**Task goal**.
Rescale the listing from its beginning through the line containing "[(202, 231)]", both included. Reproduce every line, requests too, but multiply each point coordinate in the answers by 1.65 and round to a whole number (halves up); omit the pictures and return only those lines.

****

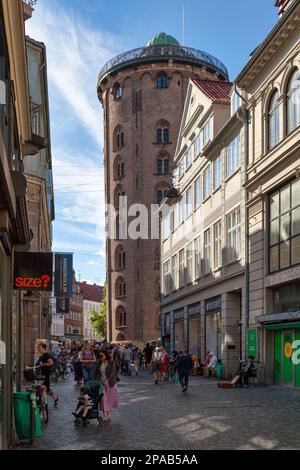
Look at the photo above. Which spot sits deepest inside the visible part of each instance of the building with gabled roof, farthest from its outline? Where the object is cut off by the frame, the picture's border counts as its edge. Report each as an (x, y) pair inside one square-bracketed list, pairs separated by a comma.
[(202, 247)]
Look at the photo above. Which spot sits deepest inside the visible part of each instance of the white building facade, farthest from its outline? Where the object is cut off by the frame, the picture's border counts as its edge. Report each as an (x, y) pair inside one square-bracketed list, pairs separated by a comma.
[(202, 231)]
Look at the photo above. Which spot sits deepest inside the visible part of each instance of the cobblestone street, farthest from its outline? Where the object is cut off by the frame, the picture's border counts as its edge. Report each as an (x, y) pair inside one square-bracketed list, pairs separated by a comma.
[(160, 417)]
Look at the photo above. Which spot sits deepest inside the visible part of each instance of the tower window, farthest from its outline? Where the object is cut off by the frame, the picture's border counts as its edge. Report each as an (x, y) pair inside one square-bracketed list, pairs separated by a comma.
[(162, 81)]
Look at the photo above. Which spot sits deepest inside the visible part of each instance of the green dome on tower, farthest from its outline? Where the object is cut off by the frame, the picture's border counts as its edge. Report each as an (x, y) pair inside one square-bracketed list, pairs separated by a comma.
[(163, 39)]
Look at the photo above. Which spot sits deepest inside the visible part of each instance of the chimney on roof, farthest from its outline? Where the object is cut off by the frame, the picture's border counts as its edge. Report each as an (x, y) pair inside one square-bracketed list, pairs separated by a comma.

****

**Answer in full**.
Look at the photo above. Which spot sits deepest inside the visible part of each instance of the building with gabled roof, farthest from its outline? Where the object is cut off by the frame, the picture's border counts as its edge. Report each as an (x, y) pair inside one square-bracketed list, pairs separated by a comma.
[(333, 408)]
Look at the photo above. Which spot sits deepest inside the visible part of each instance of the white building facade, farthest from its outline? Where the object is cut off by the frame, the picture's border counts as its edge. Report each as an (x, y) pair inside one square-bracketed list, pairs separated by a comma.
[(333, 381)]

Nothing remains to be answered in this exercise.